◆ Records for the task ◆
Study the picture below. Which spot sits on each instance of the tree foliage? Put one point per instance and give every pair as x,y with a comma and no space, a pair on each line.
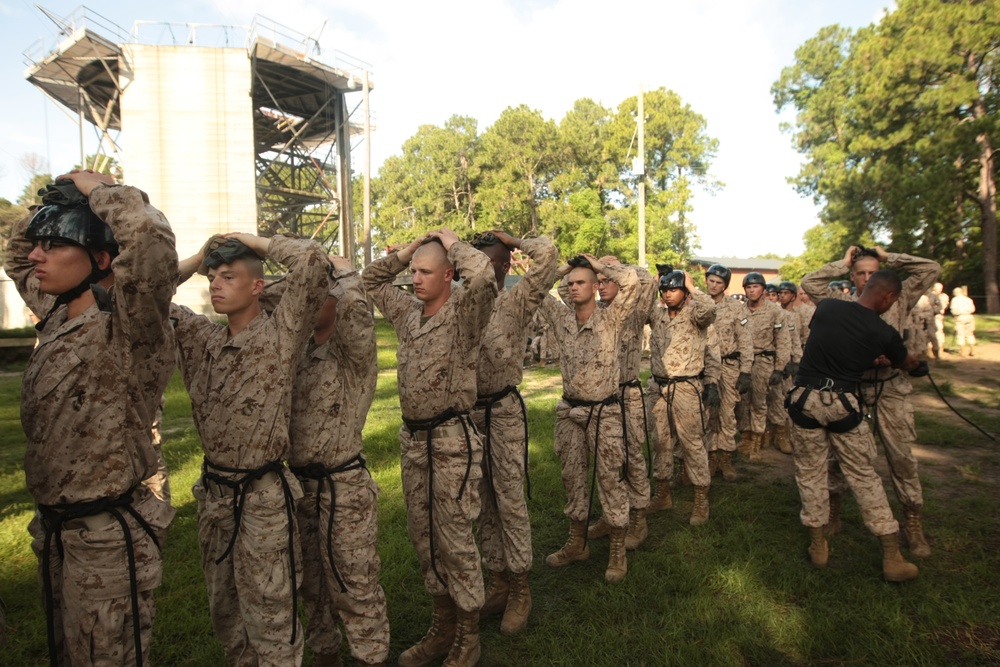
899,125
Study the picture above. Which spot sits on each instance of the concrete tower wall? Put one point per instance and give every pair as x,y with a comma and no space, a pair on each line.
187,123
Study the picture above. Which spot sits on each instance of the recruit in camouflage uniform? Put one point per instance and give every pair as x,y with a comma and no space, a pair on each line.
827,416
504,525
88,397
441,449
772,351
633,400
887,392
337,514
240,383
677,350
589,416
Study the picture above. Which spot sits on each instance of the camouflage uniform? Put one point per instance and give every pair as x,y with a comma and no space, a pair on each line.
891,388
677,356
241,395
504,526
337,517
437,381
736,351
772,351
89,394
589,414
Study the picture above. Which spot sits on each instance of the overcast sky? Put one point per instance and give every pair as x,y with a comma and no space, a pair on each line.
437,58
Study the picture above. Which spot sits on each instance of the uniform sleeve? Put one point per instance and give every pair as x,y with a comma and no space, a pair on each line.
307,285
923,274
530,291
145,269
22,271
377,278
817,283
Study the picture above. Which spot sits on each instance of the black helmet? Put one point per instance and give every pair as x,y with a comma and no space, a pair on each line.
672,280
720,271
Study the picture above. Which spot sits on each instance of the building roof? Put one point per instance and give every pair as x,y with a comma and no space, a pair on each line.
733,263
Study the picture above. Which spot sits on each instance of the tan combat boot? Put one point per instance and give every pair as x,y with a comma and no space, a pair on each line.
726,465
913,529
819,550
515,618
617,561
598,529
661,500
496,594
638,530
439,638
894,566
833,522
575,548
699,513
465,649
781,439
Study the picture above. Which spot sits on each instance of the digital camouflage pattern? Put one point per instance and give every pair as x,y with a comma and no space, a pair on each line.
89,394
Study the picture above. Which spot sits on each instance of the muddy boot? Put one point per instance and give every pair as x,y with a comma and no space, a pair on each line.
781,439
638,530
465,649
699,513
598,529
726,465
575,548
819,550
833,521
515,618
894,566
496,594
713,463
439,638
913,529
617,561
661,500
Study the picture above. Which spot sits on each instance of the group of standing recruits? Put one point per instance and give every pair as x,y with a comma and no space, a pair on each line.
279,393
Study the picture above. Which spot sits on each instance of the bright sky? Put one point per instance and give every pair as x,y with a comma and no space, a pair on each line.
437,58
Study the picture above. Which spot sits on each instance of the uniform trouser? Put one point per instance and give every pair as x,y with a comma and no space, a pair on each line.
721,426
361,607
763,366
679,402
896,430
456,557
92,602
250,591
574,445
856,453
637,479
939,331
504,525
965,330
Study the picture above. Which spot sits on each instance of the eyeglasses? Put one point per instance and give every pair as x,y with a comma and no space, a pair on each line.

◆ Exercise objective ◆
Locate "the uniform trouser?" in the data above. Then repeat, exactly, its line and each line after it through the last, adding nothing.

◆ Answer to this problem ◆
Study the picture above. Which spot sits on each instance of the uniform trouser? Put one point per instance and give every pair as x,y with a comma and no space, a pair on each line.
721,426
361,607
763,366
679,402
896,430
456,557
92,602
250,591
574,445
856,453
637,479
939,331
504,525
965,330
Study the picture above. Which spot sits on each instance of the eyeglasses? Put one point per instance and give every pair as x,y with a comma and no space, a pair on each line.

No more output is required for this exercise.